A finales de los 80 y principio de los 90 se puso de moda hablar del “Nuevo Orden Mundial”. La caída del Muro de Berlín y de la Cortina de Hierro, de la mano de la implosión de la Unión Soviética, dieron pie a una oleada de optimismo y a la ilusión de que se habían impuesto de una vez y para siempre los valores liberales occidentales: la democracia, las libertades individuales, los derechos humanos y, por supuesto, la economía de mercado. El capitalismo se levantaba victorioso tras su prolongada batalla contra el comunismo, el fascismo y el nazismo.

Connotados politólogos se deshicieron en algarabías celebratorias y análisis triunfalistas que resultaron prematuros. Francis Fukuyama escribió sobre el “Fin de la Historia” y otros buscaron explicar, primero, la derrota del comunismo como una victoria del capitalismo, y después un futuro color de rosa en que el resto del mundo compartiera esos valores y se vinculara —esa era la esperanza— en un círculo virtuoso de crecientes libertades y prosperidad.

Las cosas no resultaron así. Para quienes tenían una visión formada, y deformada, por el mundo bipolar del enfrentamiento entre las dos grandes superpotencias resultaba lógico pensar que una vez derrotado el enemigo la guerra había sido ganada. Pero se toparon con una realidad mucho más compleja, en la que para enormes sectores de la población lo de menos era el conflicto entre ideologías y valores del capitalismo y el comunismo. Muchos se enfrentaban a los retos de la pobreza extrema; otros de las deudas impagables; unos más al resurgimiento del fanatismo religioso y, por ultimo, otras más a brotes de nacionalismos y regionalismos en su seno.

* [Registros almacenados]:
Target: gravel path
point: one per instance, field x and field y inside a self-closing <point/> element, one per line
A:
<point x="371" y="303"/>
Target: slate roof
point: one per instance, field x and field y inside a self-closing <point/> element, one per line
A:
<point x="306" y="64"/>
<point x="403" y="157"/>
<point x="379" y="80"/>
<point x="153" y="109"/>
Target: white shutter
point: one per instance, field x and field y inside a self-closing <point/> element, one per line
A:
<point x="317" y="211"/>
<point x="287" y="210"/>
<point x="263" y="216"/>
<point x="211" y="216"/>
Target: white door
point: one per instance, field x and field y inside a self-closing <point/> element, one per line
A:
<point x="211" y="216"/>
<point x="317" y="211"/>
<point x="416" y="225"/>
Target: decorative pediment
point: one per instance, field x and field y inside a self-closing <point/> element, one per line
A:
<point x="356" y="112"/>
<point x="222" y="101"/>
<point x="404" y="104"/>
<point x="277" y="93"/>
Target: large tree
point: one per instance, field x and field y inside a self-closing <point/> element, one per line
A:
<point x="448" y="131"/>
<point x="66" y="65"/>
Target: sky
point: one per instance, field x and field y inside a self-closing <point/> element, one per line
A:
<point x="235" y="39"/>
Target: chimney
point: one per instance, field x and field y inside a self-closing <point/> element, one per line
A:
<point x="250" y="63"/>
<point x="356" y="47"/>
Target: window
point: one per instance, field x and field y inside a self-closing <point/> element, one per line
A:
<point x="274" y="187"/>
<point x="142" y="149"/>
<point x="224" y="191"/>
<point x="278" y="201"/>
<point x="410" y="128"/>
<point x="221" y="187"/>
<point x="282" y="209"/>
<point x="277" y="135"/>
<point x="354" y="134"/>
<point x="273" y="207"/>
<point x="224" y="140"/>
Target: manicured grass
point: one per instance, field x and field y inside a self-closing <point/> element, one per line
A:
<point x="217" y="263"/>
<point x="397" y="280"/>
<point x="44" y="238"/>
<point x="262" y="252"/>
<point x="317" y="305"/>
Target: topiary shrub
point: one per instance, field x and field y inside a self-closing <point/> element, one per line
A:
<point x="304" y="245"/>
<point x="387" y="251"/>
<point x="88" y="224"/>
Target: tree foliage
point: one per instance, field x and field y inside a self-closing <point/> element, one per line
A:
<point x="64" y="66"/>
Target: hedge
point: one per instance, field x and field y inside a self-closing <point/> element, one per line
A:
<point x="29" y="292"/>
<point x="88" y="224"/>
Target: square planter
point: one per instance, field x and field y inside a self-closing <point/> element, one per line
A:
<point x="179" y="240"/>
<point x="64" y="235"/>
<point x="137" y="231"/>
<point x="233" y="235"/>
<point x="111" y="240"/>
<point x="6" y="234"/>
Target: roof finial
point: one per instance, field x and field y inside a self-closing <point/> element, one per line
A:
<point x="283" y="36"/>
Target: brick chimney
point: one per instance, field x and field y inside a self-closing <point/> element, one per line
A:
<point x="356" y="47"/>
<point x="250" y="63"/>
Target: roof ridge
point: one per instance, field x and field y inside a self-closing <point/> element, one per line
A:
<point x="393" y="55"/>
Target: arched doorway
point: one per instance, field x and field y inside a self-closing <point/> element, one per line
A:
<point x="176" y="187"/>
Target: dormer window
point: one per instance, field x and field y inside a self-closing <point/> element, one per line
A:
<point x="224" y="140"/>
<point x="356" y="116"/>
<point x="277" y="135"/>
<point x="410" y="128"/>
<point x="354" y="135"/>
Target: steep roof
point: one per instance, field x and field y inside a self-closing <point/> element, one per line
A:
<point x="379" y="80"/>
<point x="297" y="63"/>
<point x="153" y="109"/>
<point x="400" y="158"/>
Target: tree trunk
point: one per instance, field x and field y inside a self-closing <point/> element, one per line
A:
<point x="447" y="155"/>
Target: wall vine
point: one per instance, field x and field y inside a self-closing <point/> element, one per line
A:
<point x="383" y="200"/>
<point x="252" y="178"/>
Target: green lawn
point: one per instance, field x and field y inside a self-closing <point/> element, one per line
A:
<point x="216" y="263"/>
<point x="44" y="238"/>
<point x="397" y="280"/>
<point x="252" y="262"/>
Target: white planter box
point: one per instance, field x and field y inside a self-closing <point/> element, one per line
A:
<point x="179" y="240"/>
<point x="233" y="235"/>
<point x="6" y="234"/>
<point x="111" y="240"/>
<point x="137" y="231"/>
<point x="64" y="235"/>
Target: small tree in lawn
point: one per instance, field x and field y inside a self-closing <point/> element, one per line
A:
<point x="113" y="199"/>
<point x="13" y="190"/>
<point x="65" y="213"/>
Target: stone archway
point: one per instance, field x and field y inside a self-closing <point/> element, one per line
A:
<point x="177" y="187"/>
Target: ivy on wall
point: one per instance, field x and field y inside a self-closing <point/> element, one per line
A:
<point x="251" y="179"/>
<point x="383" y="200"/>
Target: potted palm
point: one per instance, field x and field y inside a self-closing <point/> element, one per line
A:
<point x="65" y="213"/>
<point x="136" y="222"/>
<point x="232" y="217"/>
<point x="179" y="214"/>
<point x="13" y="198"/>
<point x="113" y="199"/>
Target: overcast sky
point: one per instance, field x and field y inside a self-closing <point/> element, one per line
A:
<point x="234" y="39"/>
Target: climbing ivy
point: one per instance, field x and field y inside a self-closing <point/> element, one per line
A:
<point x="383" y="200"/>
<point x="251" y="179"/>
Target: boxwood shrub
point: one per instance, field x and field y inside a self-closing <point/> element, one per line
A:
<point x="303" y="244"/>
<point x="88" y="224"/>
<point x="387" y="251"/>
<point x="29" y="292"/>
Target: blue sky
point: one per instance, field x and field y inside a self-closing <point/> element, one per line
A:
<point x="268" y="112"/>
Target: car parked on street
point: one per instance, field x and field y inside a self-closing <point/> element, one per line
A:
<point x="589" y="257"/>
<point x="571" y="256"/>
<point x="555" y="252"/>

* [EJERCICIO PLANTEADO]:
Copia el pasaje del texto sobre el Nuevo Orden Mundial que va desde "A finales de" hasta "y el nazismo.", ambos incluidos, y sustituye "Unión Soviética" por "URSS".

* [RESPUESTA FINAL]:
A finales de los 80 y principio de los 90 se puso de moda hablar del “Nuevo Orden Mundial”. La caída del Muro de Berlín y de la Cortina de Hierro, de la mano de la implosión de la URSS, dieron pie a una oleada de optimismo y a la ilusión de que se habían impuesto de una vez y para siempre los valores liberales occidentales: la democracia, las libertades individuales, los derechos humanos y, por supuesto, la economía de mercado. El capitalismo se levantaba victorioso tras su prolongada batalla contra el comunismo, el fascismo y el nazismo.